## YOUR TASKS:
a) In the passage on facial 3D analysis, how many 3D models does the database contain in total?
b) List every purpose that the passage on facial 3D analysis says this kind of analysis serves.
c) Continue the passage on facial 3D analysis from its final sentence.

## QUOTED TEXT:
-----

Facial 3D analyses has been a big development target by the science community. This feeds a great variety of purposes like security, entertainment, psychology, and mostly face facial expression recognition. The face's dynamics is a inherent characteristic of each people, thus, this can be a great leverage over the 2D study than can be explored. Furthermore, the 3D models allow to eliminate some variables, such as the pose and lighting, to subsequent studies.
There is a wide variety of facial 2D databases, competing with a smaller number of 3D data, however, at present, there are very few dynamic 3D or 4D model databases, with time being the fourth dimension. This has been a motivation for developing a 4D high resolution reconstruction platform for building a database of 9 different sequences of 65 persons, 7 of them with 4 repetitions per expression, totalling 774 expressions and 38700 3D models.

-----

## ITEMS:

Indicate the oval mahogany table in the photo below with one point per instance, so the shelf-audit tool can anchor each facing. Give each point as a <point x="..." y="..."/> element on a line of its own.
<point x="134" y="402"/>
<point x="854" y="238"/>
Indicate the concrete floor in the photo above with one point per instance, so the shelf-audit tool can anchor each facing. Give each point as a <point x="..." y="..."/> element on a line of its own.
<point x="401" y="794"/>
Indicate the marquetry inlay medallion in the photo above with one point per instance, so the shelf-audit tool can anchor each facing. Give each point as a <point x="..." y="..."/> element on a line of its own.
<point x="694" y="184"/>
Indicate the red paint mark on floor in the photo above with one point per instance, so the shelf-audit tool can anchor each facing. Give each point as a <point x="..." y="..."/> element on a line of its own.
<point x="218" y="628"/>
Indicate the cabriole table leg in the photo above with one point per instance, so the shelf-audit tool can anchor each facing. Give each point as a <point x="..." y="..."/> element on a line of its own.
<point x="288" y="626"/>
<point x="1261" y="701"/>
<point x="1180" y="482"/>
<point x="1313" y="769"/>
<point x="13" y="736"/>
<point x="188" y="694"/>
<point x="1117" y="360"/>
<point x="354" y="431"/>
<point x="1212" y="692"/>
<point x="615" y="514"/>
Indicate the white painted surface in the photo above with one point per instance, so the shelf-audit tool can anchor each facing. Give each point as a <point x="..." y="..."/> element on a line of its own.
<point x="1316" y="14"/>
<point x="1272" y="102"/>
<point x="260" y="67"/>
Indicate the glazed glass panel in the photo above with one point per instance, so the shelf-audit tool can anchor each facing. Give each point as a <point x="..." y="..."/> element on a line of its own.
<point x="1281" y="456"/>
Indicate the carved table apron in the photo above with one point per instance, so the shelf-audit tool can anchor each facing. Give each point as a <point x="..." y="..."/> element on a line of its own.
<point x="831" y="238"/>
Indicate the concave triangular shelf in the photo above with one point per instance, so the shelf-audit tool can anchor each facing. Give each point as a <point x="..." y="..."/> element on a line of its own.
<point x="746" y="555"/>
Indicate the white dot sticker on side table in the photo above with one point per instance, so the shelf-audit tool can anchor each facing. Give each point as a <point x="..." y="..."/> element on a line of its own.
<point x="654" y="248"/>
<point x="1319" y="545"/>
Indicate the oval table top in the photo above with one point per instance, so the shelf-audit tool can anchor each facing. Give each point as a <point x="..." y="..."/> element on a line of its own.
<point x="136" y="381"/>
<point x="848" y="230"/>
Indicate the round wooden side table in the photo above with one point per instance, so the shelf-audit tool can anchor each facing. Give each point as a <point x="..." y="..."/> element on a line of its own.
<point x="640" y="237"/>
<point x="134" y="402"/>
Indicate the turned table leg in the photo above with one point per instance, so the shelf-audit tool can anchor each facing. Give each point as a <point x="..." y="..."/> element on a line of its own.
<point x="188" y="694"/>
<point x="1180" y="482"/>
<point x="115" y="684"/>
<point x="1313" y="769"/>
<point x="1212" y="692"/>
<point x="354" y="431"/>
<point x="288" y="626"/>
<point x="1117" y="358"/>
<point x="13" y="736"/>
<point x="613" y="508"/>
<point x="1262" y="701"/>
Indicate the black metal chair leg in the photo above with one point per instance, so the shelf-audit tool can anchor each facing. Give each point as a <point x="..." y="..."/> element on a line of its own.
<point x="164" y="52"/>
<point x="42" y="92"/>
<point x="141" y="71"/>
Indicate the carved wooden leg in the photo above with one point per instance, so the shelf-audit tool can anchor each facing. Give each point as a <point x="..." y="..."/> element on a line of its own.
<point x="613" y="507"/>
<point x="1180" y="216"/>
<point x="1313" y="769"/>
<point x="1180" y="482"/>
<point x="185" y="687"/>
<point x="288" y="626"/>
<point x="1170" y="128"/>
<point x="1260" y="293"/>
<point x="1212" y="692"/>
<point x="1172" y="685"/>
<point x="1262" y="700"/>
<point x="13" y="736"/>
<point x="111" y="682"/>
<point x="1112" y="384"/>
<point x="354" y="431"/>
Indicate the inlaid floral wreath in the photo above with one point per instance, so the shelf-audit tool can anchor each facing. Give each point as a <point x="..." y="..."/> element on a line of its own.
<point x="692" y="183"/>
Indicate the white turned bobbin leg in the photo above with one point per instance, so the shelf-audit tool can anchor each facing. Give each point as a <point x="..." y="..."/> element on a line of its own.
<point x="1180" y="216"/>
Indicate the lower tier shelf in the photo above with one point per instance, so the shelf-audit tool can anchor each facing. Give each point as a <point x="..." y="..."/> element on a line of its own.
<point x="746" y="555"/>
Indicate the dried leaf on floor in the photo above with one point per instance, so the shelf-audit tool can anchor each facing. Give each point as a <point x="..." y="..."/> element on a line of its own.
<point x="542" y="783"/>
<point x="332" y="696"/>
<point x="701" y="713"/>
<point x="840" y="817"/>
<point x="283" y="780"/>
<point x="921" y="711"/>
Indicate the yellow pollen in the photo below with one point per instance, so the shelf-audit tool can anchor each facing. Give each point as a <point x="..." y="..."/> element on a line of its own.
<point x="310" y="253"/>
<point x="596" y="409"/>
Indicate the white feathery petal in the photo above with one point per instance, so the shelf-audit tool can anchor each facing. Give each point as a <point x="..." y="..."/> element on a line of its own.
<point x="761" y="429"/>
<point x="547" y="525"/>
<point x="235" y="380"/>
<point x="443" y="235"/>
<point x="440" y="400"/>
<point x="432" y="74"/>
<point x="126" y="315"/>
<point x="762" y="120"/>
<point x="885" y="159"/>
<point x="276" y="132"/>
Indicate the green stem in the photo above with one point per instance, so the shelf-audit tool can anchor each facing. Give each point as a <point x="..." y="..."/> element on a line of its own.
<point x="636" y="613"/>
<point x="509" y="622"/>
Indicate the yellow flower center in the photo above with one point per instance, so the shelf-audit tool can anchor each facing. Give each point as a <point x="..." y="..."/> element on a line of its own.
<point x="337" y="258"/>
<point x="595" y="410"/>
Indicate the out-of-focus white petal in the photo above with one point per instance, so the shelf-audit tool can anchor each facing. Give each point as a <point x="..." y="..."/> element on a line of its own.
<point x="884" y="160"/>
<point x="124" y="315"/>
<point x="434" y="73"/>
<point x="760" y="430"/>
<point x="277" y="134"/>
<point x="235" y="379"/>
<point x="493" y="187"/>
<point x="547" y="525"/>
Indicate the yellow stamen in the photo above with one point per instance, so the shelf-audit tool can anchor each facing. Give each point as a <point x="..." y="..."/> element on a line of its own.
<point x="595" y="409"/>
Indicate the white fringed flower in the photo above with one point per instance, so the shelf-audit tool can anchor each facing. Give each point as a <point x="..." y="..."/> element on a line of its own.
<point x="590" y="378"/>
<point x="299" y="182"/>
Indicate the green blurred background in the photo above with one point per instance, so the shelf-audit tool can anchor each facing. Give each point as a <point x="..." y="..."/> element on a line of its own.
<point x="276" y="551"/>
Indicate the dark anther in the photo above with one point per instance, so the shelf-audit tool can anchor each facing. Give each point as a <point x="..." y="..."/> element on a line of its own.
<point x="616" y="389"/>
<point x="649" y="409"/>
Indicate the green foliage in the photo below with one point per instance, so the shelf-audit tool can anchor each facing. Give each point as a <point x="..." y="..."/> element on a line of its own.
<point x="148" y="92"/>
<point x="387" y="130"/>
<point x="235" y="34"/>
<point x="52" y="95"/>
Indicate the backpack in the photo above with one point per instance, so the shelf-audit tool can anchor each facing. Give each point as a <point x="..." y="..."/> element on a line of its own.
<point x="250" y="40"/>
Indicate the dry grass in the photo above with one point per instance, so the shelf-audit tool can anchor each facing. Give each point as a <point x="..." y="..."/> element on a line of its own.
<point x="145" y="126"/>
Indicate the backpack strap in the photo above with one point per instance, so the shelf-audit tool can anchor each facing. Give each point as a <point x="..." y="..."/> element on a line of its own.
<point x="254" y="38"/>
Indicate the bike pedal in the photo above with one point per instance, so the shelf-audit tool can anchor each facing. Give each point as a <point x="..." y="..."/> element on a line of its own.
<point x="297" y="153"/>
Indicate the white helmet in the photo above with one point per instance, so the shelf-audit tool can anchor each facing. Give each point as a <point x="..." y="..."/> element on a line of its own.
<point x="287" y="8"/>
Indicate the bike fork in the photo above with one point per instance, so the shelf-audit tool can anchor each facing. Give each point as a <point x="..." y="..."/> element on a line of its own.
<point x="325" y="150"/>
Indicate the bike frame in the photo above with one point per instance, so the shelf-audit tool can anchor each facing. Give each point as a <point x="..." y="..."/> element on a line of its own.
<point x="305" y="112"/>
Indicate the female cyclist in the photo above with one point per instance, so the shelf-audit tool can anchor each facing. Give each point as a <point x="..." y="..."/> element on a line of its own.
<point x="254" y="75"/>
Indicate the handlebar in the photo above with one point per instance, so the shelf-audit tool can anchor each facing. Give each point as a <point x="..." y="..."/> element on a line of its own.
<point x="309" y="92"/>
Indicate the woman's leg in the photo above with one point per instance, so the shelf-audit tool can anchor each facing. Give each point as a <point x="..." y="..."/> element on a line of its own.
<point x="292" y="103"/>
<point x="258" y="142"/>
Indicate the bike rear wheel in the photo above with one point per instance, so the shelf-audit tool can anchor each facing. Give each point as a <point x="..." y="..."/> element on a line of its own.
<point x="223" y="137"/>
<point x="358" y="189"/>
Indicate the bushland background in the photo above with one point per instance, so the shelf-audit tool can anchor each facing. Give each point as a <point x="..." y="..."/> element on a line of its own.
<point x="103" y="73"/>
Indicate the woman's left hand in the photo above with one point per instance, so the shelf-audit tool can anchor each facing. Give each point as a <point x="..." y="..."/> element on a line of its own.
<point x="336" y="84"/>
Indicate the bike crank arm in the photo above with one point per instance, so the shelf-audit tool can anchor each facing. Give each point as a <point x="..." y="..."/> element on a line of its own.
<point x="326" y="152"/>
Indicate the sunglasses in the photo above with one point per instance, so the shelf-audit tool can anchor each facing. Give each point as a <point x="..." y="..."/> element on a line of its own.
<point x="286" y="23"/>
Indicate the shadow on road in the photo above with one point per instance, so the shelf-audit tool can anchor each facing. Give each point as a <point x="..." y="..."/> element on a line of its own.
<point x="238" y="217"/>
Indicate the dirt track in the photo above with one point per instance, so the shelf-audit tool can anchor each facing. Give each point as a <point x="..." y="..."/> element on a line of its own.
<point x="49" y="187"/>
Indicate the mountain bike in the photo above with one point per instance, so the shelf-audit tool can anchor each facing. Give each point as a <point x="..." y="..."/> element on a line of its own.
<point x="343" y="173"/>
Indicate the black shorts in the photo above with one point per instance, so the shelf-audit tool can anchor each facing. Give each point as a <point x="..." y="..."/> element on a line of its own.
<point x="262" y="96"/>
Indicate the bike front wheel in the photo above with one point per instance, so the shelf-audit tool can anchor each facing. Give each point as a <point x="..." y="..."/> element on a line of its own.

-----

## SOLVED TASKS:
a) 38,700 3D models.

b) Security, entertainment, psychology, and facial expression recognition.

c)
Two stereo pairs were used on the flanks of the subject at about 30o. These cameras were mounted on a frame with a monitor that also serve as a guide to obtain the expressions. The optics used were the Fujinon 1:1.4 9mm maximizing the subject's face in the 1024x768 pixels of the camera Point Grey FL2 Flea2-08S2M/C. A stereo baseline of about 9 cm was chosen which allows us to obtain good precision and at the same time makes stereo correspondence much easier and also minimize occlusion. A light diffuser projector facing the subject was in charge of lighting the face's front. Complementing these, four identical projectors at about 45o and 135o of the subject illuminates the whole surface evenly. All this is within a 2 meters sided cube with blank diffuser coated fabric minimizing the shadows on the inside. A chess-like board was used for system calibration based on Bouguet and Zhang methods. A machine with an Intel Core i7 950 processor acquires images of the four synchronized cameras with full resolution at a frame rate of 20 frames per second. Each stereo pair returns a color image (top camera) together with a gray level image (bottom camera), this way, the color image can be used to obtain the texture of the model and at the same time, to provide depth or disparity images with their stereo pair after converted to graylevel image. All images are previously rectified according to calibration parameters before being stored in the database.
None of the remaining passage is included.